**To do**. Find every line in the data below that contains the string "blue", matching case exactly, and copy each of those lines.

**Provided records**.
= = = = =

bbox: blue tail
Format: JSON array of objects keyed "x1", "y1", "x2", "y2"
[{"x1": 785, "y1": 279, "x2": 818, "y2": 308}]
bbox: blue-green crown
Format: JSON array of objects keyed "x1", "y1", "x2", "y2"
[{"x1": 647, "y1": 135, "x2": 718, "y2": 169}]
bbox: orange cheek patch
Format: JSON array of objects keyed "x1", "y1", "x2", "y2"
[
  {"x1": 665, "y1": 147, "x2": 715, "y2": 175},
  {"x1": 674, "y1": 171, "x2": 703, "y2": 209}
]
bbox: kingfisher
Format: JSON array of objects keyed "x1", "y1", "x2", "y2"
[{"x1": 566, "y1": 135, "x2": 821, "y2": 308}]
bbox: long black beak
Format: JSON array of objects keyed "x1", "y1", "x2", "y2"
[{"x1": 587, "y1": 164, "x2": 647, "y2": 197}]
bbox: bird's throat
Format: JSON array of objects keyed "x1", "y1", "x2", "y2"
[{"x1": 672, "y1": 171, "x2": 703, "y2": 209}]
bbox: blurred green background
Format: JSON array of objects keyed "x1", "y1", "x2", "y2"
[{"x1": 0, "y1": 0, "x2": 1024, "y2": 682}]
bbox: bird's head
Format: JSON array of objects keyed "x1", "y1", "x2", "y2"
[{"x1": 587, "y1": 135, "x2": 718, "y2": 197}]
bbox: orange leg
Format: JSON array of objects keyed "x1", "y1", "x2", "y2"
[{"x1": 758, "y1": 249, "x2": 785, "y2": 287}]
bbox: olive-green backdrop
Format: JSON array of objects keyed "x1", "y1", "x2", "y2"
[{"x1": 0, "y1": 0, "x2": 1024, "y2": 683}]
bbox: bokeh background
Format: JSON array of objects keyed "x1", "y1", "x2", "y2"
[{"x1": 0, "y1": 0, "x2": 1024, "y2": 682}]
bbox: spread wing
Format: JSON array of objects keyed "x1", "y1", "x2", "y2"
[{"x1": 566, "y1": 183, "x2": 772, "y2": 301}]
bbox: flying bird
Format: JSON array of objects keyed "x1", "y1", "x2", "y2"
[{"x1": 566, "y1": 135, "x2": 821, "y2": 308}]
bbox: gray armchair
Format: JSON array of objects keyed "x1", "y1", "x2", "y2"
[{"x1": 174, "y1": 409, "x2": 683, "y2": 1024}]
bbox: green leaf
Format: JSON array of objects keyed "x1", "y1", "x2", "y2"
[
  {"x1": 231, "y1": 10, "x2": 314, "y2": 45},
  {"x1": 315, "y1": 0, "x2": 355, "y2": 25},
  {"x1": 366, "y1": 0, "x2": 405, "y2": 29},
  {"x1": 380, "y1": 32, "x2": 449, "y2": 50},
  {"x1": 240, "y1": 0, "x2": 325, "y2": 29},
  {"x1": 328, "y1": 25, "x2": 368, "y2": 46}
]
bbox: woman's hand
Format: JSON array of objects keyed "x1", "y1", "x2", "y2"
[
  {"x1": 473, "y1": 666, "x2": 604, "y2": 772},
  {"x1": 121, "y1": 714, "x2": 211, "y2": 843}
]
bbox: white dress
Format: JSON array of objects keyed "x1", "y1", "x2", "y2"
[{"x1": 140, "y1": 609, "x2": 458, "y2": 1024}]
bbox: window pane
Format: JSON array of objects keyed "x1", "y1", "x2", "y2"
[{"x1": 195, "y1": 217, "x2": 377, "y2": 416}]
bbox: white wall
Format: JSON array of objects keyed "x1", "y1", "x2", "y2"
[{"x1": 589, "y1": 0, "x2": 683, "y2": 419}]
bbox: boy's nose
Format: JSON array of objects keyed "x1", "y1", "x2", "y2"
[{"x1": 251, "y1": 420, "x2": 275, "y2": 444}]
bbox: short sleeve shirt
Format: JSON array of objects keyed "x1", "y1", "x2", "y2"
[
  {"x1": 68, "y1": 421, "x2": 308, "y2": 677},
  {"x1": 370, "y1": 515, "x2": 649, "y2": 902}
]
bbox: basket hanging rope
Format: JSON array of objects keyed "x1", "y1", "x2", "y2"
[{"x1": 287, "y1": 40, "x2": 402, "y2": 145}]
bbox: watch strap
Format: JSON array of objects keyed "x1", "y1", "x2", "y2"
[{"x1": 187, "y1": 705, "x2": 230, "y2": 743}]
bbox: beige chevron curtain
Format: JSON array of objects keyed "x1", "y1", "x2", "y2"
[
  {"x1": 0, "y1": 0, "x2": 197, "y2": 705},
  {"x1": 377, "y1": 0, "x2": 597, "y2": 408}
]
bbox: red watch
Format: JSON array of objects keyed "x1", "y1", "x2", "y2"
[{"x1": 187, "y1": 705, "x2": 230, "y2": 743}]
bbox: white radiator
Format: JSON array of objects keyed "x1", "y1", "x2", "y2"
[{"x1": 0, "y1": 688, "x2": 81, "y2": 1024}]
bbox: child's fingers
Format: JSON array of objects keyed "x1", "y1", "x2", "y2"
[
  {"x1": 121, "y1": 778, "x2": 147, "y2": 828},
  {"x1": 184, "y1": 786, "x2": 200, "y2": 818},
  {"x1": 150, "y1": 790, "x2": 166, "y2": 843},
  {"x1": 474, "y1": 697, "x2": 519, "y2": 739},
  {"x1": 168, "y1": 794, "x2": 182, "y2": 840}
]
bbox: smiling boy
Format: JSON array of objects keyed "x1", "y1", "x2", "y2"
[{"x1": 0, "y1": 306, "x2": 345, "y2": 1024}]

= = = = =

**Correct output**.
bbox: blue tail
bbox: blue-green crown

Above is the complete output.